PROMPT A:
Reproduce the stretch of the records from their first line through the line containing "44, 23, 56]]", both included, and leave the pictures out of your reproduction.

SOURCE:
==========
Question

what are the domain, range, and asymptote of $h(x) = 6^x - 4$?
\\(\circ\\) domain: \\{x | x is a real number\\}; range: \\{y | y > 4\\}; asymptote: $y = 4$
\\(\circ\\) domain: \\{x | x is a real number\\}; range: \\{y | y > -4\\}; asymptote: $y = -4$
\\(\circ\\) domain: \\{x | x > -4\\}; range: \\{y | y is a real number\\}; asymptote: $y = 4$
\\(\circ\\) domain: \\{x | x > 4\\}; range: \\{y | y is a real number\\}; asymptote: $y = -4$

Explanation:

Step1: Analyze the domain of \( h(x) = 6^x - 4 \)

The function \( 6^x \) is an exponential function. For any real number \( x \), \( 6^x \) is defined (since exponential functions with positive bases are defined for all real numbers). Subtracting 4 from \( 6^x \) doesn't restrict the domain. So the domain of \( h(x) \) is all real numbers, i.e., \( \{x \mid x \text{ is a real number}\} \).

Step2: Analyze the range of \( h(x) = 6^x - 4 \)

The range of \( 6^x \) is \( \{y \mid y > 0\} \) (because exponential functions of the form \( a^x \) with \( a>1 \) have a range of positive real numbers). When we subtract 4 from \( 6^x \), we shift the graph down by 4 units. So the range of \( 6^x - 4 \) is \( \{y \mid y > 0 - 4\} = \{y \mid y > - 4\} \).

Step3: Analyze the asymptote of \( h(x) = 6^x - 4 \)

The horizontal asymptote of \( 6^x \) is \( y = 0 \) (as \( x \to -\infty \), \( 6^x \to 0 \)). When we subtract 4 from \( 6^x \), the horizontal asymptote also shifts down by 4 units. So the horizontal asymptote of \( h(x) = 6^x - 4 \) is \( y=-4 \).

Answer:

B. domain: \(\{x \mid x \text{ is a real number}\}\); range: \(\{y \mid y > -4\}\); asymptote: \(y = -4\)
==========
PROMPT B:
Using the worked solution on the exponential function, answer each question briefly:
(i) What range does the solution give for \( 6^x \) alone?
(ii) What horizontal asymptote does it state for \( 6^x \) before the shift?
(iii) Which lettered option does it select as the final answer?
==========
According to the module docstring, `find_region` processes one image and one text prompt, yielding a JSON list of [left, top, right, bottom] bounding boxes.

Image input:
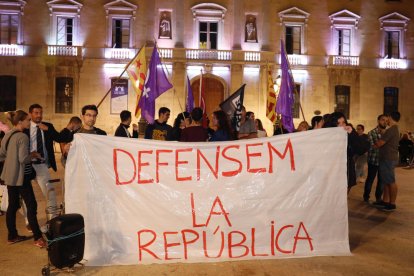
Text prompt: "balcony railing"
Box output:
[[329, 56, 359, 66], [288, 54, 308, 66], [105, 48, 135, 59], [186, 49, 231, 60], [244, 52, 260, 61], [379, 58, 407, 69], [158, 48, 173, 59], [47, 45, 82, 57], [0, 44, 23, 56]]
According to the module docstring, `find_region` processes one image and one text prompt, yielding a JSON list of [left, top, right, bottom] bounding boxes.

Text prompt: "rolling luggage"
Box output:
[[42, 214, 85, 275]]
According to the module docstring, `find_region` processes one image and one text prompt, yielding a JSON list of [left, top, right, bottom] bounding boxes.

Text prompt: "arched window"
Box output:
[[384, 87, 398, 114], [0, 76, 16, 111], [335, 85, 351, 119], [55, 77, 73, 114]]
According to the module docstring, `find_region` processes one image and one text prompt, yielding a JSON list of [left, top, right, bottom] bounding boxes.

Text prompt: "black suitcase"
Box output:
[[46, 214, 85, 269]]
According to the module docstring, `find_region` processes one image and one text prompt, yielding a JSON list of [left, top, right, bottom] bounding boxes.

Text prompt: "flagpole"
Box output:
[[153, 37, 185, 118], [96, 44, 145, 108], [198, 69, 203, 107]]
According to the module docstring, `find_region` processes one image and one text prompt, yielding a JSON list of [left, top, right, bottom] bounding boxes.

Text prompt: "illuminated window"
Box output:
[[0, 0, 26, 44], [379, 12, 410, 59], [47, 0, 83, 46], [285, 26, 301, 55], [279, 7, 310, 55], [335, 29, 351, 56], [335, 85, 351, 119], [384, 31, 400, 58], [199, 22, 218, 49], [56, 16, 73, 46], [384, 87, 398, 114], [292, 83, 300, 118], [112, 19, 130, 48], [0, 76, 17, 112], [0, 14, 19, 44], [55, 77, 73, 114], [104, 0, 137, 48], [191, 3, 227, 49], [329, 10, 361, 56]]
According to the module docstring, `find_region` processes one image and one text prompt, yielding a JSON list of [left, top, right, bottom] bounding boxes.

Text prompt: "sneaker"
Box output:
[[26, 224, 33, 233], [372, 200, 388, 208], [7, 235, 27, 244], [40, 224, 49, 234], [34, 238, 47, 248], [381, 203, 397, 212]]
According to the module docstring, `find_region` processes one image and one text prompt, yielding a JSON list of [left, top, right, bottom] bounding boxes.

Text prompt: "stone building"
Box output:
[[0, 0, 414, 134]]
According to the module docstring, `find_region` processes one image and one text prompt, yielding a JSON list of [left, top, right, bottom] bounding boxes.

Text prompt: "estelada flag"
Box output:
[[126, 46, 147, 118]]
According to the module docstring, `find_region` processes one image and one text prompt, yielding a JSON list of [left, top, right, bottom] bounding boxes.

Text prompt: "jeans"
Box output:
[[6, 177, 42, 240], [364, 163, 384, 201], [33, 164, 57, 208]]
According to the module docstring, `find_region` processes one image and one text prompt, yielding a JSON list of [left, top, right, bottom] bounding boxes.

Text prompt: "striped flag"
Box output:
[[266, 65, 277, 124], [276, 40, 295, 132], [139, 45, 173, 124], [198, 72, 208, 128], [126, 46, 147, 118]]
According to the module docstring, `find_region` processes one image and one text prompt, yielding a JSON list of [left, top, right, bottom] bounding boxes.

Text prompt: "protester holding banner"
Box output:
[[210, 110, 233, 142], [115, 110, 138, 138], [375, 111, 401, 212], [238, 106, 257, 139], [167, 111, 191, 141], [254, 119, 267, 138], [324, 112, 369, 193], [310, 116, 325, 130], [59, 116, 82, 167], [0, 110, 46, 248], [180, 107, 208, 142], [78, 105, 106, 135], [145, 107, 172, 141]]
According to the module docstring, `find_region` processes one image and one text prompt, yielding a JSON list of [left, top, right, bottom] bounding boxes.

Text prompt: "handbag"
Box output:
[[0, 131, 20, 185]]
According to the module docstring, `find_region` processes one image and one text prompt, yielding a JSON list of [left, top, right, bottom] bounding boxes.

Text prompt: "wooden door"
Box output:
[[191, 76, 224, 119]]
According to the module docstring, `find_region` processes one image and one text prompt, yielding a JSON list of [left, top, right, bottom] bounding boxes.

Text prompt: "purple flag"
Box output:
[[138, 45, 172, 124], [276, 40, 295, 132], [185, 76, 194, 113]]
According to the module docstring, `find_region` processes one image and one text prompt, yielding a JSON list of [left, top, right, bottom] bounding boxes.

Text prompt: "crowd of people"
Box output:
[[0, 104, 413, 248]]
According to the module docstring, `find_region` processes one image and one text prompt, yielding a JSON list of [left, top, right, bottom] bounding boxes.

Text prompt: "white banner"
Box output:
[[65, 128, 350, 265]]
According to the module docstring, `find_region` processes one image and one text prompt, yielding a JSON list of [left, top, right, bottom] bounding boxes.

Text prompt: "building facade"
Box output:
[[0, 0, 414, 134]]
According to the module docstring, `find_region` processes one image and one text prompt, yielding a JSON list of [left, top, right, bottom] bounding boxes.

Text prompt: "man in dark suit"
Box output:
[[25, 104, 61, 226], [115, 110, 138, 138]]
==========
EXERCISE SOLUTION A:
According to the module docstring, `find_region` processes one image and one text prompt, yielding a JSON list of [left, top, right, bottom] bounding boxes.

Image input:
Text prompt: "balcony railing"
Box output:
[[329, 56, 359, 66], [288, 54, 308, 66], [105, 48, 135, 59], [186, 49, 231, 60], [244, 52, 260, 61], [379, 58, 407, 69], [158, 48, 173, 59], [47, 45, 82, 57], [0, 44, 23, 56]]

EXERCISE SOLUTION B:
(i) \( \{y \mid y > 0\} \)
(ii) \( y = 0 \)
(iii) B